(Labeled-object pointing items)
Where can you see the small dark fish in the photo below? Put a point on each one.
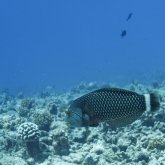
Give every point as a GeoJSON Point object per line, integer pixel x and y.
{"type": "Point", "coordinates": [118, 107]}
{"type": "Point", "coordinates": [129, 16]}
{"type": "Point", "coordinates": [123, 33]}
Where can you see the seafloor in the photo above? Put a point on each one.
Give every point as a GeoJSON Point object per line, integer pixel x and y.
{"type": "Point", "coordinates": [56, 143]}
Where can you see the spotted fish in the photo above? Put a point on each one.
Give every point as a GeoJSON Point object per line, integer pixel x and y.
{"type": "Point", "coordinates": [118, 107]}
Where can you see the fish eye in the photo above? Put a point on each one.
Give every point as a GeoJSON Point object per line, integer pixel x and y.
{"type": "Point", "coordinates": [68, 113]}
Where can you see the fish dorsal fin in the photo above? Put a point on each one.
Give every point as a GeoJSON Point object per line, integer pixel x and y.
{"type": "Point", "coordinates": [115, 90]}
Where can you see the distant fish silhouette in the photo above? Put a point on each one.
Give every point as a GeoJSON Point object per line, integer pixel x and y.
{"type": "Point", "coordinates": [129, 16]}
{"type": "Point", "coordinates": [123, 33]}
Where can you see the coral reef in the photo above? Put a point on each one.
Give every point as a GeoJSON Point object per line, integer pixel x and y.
{"type": "Point", "coordinates": [43, 120]}
{"type": "Point", "coordinates": [30, 133]}
{"type": "Point", "coordinates": [44, 137]}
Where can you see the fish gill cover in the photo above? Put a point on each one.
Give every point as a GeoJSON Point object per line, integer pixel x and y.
{"type": "Point", "coordinates": [53, 52]}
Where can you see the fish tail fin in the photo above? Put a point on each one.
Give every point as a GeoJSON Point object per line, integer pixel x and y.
{"type": "Point", "coordinates": [152, 101]}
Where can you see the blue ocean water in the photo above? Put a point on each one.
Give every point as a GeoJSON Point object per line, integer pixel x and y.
{"type": "Point", "coordinates": [62, 43]}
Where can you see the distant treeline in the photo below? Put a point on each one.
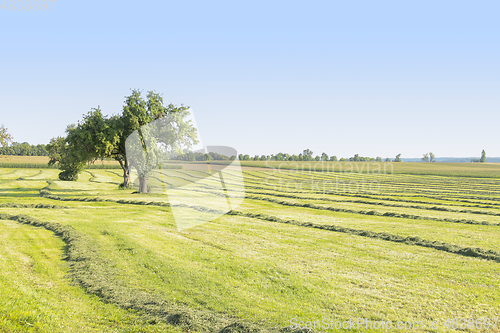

*EXERCISE DESCRIPTION:* Convert the lines from the one containing "Where can you see the fish tail" through the end of the items into a JSON list of strings, one string per line with blank lines omitted. Leave the pictures out.

*ANSWER TO THE TASK:*
[
  "Where can you see the fish tail fin in the photo above? Put a point on each one.",
  "Give every point as a GeoJSON Point object per line, integer pixel x and y.",
  "{\"type\": \"Point\", \"coordinates\": [152, 101]}",
  "Where can you see the blue ocean water in the photo above? Put a point on each one.",
  "Give every point as a GeoJSON Point object per line, integer pixel x and y.",
  "{\"type\": \"Point\", \"coordinates\": [62, 43]}",
  "Where can you see the distant treeline in the photo below? Put a point on each one."
]